Provided text:

————————

Combine the cooked farro and vegetables, then add the fontina and parsley. Whisk together the vinaigrette, seasoning with salt and pepper, and drizzle over the farro mixture. It's actually delicious without it, too.

Friday, January 25, 2013

Pasta With Lentils & Kale


For this eat-in month challenge, I've been challenging myself not only to not go to restaurants but also to try to eat more vegetarian-- to increase the number of days each week that I don't eat chicken or meat. So far it's been working pretty well, not only because I've been trying so many awesome recipes from Ottolenghi's Plenty but also because I've got another library cookbook I love, the Moosewood Restaurant's Cooking for Health. I put it on my Amazon wishlist, only because I can't bring myself to buy another Moosewood cookbook right now (I must own at least five). But it is terrific - I have made ten or fifteen things, and they've all turned out well. One of my favorite discoveries was a recipe for Easy Baked Tofu, which my daughter loves, despite deciding she didn't like "toe food" recently. Anything soaked in soy sauce seems to win her over.

————————

What is being asked:
In the cooking post above, how many Moosewood cookbooks does the writer say they must own?

Records provided:
————————

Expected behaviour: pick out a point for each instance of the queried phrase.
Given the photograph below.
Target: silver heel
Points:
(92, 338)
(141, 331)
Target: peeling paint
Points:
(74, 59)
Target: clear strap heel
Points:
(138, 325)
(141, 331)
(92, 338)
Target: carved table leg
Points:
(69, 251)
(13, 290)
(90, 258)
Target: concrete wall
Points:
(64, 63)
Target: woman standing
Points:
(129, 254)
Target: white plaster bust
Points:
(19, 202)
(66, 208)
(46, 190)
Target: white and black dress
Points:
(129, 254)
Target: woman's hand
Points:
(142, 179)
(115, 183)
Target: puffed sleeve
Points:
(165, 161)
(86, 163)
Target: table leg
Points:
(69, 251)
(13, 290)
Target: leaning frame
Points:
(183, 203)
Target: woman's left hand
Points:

————————

Solution to this problem:
At least five.